### Set problem
Could you return the data below line for line, without changing a word, and leave out the pictures?

### Extracted entries
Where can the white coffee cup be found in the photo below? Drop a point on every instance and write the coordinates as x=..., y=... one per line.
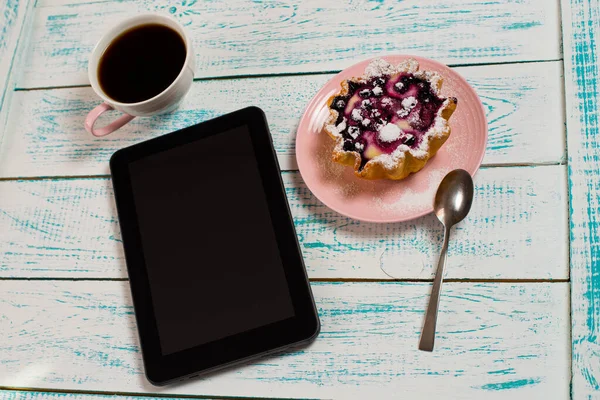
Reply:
x=163, y=102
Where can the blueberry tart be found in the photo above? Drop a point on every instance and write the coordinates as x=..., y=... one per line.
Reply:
x=390, y=121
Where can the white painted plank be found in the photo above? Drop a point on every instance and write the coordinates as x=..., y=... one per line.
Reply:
x=12, y=21
x=581, y=28
x=494, y=341
x=245, y=37
x=517, y=228
x=29, y=395
x=45, y=134
x=12, y=14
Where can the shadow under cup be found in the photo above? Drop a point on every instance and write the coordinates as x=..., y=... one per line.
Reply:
x=144, y=66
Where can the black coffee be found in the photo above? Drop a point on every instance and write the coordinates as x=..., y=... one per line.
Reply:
x=141, y=62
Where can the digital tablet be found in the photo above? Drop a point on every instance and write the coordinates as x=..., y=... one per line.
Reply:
x=215, y=269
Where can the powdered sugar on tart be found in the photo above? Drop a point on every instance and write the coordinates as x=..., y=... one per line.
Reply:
x=390, y=121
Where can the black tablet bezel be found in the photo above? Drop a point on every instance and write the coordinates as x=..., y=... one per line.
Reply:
x=303, y=327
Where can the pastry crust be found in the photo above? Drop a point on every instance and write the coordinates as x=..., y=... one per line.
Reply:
x=404, y=159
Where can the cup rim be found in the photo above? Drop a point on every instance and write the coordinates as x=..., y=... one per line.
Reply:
x=114, y=32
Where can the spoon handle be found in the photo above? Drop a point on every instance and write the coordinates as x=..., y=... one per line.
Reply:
x=428, y=333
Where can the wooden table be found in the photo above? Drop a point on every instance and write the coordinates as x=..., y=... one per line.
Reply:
x=520, y=313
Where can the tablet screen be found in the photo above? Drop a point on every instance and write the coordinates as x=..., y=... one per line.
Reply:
x=211, y=254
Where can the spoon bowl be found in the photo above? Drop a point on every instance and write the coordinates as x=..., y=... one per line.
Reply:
x=454, y=197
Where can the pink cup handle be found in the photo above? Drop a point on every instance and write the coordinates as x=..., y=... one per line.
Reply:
x=90, y=120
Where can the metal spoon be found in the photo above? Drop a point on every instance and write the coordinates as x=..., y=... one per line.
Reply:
x=452, y=204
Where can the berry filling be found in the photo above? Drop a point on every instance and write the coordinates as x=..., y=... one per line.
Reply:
x=384, y=112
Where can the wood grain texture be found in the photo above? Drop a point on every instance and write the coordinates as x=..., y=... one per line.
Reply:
x=12, y=22
x=45, y=134
x=517, y=228
x=263, y=37
x=494, y=341
x=582, y=91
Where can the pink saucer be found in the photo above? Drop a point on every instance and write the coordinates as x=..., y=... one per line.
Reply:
x=385, y=200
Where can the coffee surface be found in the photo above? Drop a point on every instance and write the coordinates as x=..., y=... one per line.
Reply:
x=141, y=63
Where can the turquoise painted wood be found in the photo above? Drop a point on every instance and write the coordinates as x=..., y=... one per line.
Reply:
x=45, y=131
x=12, y=22
x=495, y=340
x=64, y=228
x=582, y=76
x=241, y=37
x=30, y=395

### Final result
Where can the white coffee cup be found in the photo below? Drop a point on every instance and write the coordinates as x=..., y=... one per line.
Reply:
x=163, y=102
Where can the blueberry tart be found in the photo above? Drop a point on every instance and write the coordinates as x=..., y=... one per line.
Reply:
x=390, y=121
Where can the white painted plank be found in the photo above? Drop a point on every instance and write the coordinates as x=..., y=... one per line.
Reply:
x=12, y=21
x=581, y=28
x=494, y=341
x=245, y=37
x=517, y=228
x=29, y=395
x=45, y=134
x=12, y=14
Where can the shadow under cup be found in the photo above? Drop a point on every instance and write the coordinates as x=..., y=... one per line.
Reply:
x=144, y=66
Where can the black coffee be found in the photo above? Drop a point on every instance and write the coordinates as x=..., y=... one per line.
Reply:
x=141, y=62
Where can the digital tablet be found in the photo above? Drop a point on every instance and write the coordinates as x=..., y=... one per line.
Reply:
x=215, y=269
Where can the powdered sugar on tart be found in the photo above? Drop a point on every instance and write the coordinates as x=..., y=... one per line.
Reply:
x=390, y=121
Where can the black tablet bezel be found in the photo above? Drop a point on every instance and write the coordinates as x=..., y=... one per line.
Reply:
x=303, y=327
Where can the pastry crust be found in the photo above? Drop a point on every instance and write the coordinates as x=..., y=... one per line.
Reply:
x=404, y=159
Where can the cup rim be found in the photo above? Drop a point on every instance and write the coordinates as x=..., y=... one per line.
Reply:
x=114, y=32
Where can the spoon handle be found in the photo above? Drop a point on every instance and write the coordinates as x=..., y=... one per line.
Reply:
x=428, y=333
Where can the wooden table be found in the photo above? Drop a point on every instance and write the coordinates as x=..., y=... one per line.
Reply:
x=520, y=313
Where can the tablet screen be found in the photo above? Drop a point on every instance and write the coordinates as x=..., y=... one per line.
Reply:
x=211, y=254
Where can the spoon bowl be found in the photo above? Drop a point on every instance and write the coordinates as x=..., y=... one per line.
Reply:
x=454, y=197
Where can the pink cup handle be found in the photo above? Drop a point on every instance and write the coordinates as x=..., y=... one per line.
Reply:
x=90, y=120
Where can the metal spoon be found in the photo above? Drop a point on every instance and write the coordinates as x=..., y=... one per line.
Reply:
x=452, y=204
Where can the berry filling be found in the photo above? Drop a point on every instance and write the coordinates as x=..., y=... one per line.
Reply:
x=384, y=112
Where can the wood grain texture be found in the photo above? Drop a point on every instance and write the coordinates as x=..., y=... one per line.
Reply:
x=12, y=22
x=45, y=134
x=517, y=228
x=263, y=37
x=494, y=341
x=582, y=91
Where can the pink saucer be found in the photo above? Drop a point on every instance and write the coordinates as x=..., y=... one per line.
Reply:
x=385, y=200
Where can the coffee surface be found in the photo above? Drop a point on every instance and write the coordinates as x=..., y=... one per line.
Reply:
x=141, y=63
Where can the turquoise painted wood be found in the photo above? Drop a point on every instance and write the coordinates as x=..., y=... one per line.
Reply:
x=45, y=131
x=12, y=22
x=495, y=340
x=64, y=228
x=582, y=76
x=241, y=37
x=30, y=395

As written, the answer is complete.